» ACTIVITY
Leaving out all pictures, repeat exactly the lines from the one that holds "TARGET: white signpost" to the last line of the entries below.

START MATERIALS PROVIDED

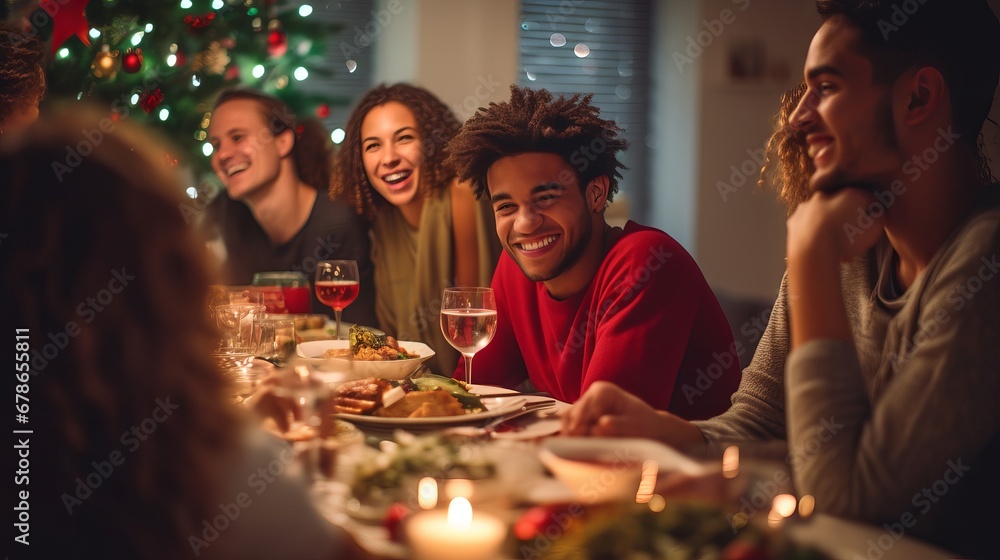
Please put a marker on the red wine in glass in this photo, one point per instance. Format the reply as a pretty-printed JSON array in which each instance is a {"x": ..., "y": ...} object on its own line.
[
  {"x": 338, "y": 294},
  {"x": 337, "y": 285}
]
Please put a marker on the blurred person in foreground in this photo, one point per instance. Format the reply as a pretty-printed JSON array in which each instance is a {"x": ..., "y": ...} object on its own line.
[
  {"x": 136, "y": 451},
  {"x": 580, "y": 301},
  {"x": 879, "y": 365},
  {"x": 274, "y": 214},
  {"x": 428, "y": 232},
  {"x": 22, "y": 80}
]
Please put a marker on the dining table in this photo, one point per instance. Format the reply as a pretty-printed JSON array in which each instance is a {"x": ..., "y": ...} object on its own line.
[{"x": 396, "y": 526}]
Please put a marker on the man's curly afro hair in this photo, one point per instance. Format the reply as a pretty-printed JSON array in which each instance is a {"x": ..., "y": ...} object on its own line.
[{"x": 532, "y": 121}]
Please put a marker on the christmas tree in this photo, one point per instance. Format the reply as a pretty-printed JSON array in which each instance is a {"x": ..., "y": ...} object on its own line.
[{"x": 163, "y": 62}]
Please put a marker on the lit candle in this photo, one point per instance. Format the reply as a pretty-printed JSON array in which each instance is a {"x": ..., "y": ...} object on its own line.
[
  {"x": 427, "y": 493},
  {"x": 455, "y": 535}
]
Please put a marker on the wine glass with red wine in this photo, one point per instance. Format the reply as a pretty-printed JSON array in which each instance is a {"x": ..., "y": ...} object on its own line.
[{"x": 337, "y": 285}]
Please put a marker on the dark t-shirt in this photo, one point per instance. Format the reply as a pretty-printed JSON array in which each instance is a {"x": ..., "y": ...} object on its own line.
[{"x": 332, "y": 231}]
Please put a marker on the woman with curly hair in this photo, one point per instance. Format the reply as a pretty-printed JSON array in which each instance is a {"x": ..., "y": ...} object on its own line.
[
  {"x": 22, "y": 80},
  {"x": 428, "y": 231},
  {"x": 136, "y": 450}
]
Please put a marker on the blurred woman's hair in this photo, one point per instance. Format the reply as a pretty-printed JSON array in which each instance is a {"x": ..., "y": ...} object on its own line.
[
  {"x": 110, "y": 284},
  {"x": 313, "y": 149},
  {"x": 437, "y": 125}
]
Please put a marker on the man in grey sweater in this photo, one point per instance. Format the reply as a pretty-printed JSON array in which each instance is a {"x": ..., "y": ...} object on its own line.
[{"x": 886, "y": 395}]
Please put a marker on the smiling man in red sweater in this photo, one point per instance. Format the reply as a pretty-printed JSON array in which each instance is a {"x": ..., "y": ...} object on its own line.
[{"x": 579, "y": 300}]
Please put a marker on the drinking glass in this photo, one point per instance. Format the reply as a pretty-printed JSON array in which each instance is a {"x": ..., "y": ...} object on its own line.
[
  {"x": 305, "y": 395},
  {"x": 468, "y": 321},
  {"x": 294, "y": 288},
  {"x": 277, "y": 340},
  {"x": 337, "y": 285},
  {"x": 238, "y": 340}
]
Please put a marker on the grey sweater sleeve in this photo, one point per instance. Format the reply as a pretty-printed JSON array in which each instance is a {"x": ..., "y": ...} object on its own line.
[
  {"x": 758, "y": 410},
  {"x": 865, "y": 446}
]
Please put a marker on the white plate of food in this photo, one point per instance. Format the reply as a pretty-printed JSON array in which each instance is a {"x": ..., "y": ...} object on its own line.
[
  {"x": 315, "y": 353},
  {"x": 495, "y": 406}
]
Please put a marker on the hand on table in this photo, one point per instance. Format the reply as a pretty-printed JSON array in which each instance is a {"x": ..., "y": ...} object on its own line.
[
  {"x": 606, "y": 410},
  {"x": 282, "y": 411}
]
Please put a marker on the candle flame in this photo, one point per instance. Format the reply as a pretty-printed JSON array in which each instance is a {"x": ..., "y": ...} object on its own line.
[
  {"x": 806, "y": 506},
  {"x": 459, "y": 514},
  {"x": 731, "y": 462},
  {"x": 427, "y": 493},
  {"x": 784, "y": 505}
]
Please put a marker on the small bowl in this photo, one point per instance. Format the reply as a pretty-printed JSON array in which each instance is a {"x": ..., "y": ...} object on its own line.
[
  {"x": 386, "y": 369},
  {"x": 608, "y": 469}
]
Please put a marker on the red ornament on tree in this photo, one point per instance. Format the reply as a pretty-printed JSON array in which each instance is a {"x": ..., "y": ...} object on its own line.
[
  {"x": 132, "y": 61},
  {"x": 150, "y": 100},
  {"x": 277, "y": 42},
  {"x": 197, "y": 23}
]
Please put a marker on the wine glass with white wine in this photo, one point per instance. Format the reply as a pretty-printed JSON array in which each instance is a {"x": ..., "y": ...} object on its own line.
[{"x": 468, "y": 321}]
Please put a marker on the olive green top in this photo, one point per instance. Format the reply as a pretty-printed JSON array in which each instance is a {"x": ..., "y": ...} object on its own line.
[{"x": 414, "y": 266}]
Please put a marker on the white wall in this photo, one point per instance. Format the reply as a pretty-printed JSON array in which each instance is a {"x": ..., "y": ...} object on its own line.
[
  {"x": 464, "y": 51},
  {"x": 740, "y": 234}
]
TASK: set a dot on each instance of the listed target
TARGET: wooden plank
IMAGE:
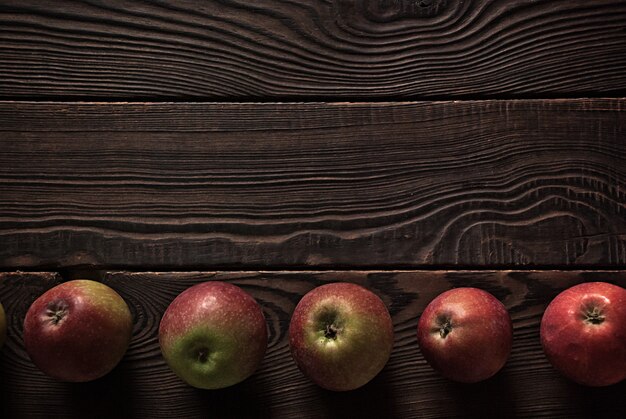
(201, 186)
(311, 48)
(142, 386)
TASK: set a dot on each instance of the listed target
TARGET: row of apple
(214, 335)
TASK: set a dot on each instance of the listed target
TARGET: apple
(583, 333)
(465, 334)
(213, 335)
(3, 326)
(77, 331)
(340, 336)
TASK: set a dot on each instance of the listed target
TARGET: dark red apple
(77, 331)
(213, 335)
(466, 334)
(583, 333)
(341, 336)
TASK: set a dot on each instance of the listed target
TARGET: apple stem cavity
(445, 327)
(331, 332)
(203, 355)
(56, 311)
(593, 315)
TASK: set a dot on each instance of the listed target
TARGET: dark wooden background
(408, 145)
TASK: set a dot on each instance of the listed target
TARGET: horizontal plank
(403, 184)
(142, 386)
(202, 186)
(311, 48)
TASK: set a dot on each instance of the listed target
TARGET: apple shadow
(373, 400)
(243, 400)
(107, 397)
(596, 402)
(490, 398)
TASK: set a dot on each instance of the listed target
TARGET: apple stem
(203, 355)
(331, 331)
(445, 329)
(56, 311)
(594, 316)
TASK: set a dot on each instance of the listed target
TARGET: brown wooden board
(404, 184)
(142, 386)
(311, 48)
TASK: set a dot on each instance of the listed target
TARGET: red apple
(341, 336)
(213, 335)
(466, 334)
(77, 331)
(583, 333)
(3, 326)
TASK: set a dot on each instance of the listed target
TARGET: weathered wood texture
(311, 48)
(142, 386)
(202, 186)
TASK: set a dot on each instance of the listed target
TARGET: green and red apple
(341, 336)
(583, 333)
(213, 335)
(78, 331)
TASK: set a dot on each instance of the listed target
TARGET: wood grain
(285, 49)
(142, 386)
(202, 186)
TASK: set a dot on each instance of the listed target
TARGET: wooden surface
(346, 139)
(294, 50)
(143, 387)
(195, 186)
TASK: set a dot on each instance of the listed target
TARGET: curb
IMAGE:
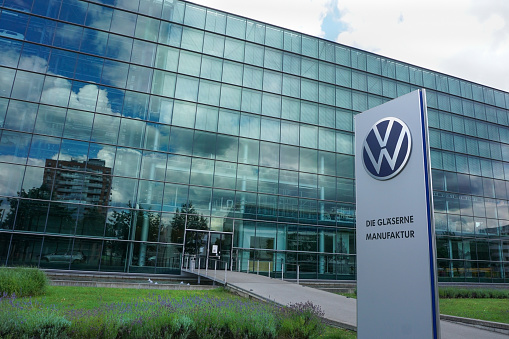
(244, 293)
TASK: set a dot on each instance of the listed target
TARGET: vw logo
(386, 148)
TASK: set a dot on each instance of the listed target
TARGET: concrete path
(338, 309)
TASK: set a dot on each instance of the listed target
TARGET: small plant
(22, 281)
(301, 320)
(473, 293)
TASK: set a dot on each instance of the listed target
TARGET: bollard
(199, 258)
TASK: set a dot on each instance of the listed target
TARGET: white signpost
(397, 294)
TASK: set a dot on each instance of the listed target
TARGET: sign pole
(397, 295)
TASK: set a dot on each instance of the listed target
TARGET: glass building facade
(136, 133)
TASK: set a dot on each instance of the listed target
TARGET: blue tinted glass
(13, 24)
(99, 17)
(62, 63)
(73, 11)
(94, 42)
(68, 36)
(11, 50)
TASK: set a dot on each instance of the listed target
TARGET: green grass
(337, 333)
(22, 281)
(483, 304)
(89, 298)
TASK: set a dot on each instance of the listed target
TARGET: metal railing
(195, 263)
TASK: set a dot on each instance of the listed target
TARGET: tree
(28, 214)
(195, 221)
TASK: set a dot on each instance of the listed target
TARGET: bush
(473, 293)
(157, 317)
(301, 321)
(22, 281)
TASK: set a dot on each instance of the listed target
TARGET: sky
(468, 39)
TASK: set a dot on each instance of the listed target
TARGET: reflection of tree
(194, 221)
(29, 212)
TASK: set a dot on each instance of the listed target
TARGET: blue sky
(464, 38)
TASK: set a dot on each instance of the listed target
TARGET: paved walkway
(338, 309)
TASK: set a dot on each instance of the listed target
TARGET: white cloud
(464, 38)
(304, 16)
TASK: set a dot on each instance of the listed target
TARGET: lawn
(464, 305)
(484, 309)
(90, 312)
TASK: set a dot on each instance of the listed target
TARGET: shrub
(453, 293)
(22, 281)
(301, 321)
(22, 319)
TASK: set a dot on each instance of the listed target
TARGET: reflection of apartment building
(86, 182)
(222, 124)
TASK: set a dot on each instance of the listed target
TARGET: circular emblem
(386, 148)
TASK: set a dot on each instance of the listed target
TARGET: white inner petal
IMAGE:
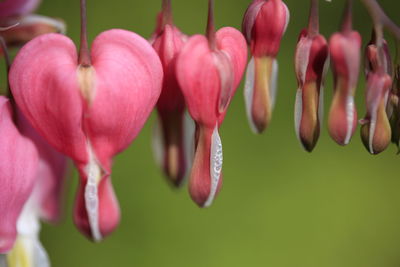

END MATERIALS PROVIDED

» SOLUTION TO THIS PROBLEM
TARGET: white signpost
(397, 294)
TASK: set a dot on each instance of the listed target
TARGET: sign pole
(397, 295)
TASK: set a dot on each instance of the listed target
TARGET: glass building facade
(136, 133)
TASK: set a dot on each instance of the listed target
TARGET: blue tinted glass
(13, 24)
(99, 17)
(62, 63)
(73, 11)
(94, 42)
(68, 36)
(11, 50)
TASK: set a dot on each instance of the listed target
TARGET: green grass
(337, 333)
(22, 281)
(483, 304)
(89, 298)
TASK: set a dot on each instance of the listed target
TARGET: metal railing
(195, 263)
TASK: set a dot on each instance of the listed target
TARGET: tree
(28, 214)
(195, 221)
TASK: set a dot on each instance of the listed target
TARGET: bush
(473, 293)
(157, 317)
(301, 321)
(22, 281)
TASK: set a dot on each instance of the listed target
TARGET: sky
(468, 39)
TASK: set a dot on each instance of the listed target
TARGET: reflection of tree
(194, 221)
(29, 212)
TASK: set a dot on each instance of the listed target
TARGET: blue sky
(464, 38)
TASK: set a dot on each instance of the listed target
TARGET: paved walkway
(338, 309)
TASK: set a dot on each instance of the listed target
TARGET: white cloud
(464, 38)
(304, 16)
TASK: set a dot on each instance of the listed target
TARGET: lawn
(464, 305)
(484, 309)
(90, 312)
TASK: set a dot on each instance of the listed target
TARGET: shrub
(453, 293)
(22, 281)
(301, 321)
(22, 319)
TASK: set a dot on each instance of the listed target
TARGET: reflection of apartment building
(86, 182)
(222, 124)
TASK: set a dot on each instance of the listed target
TARGET: circular emblem
(386, 148)
TASK: set a dot on each instance of the listed target
TARGET: white inner petal
IMAGE:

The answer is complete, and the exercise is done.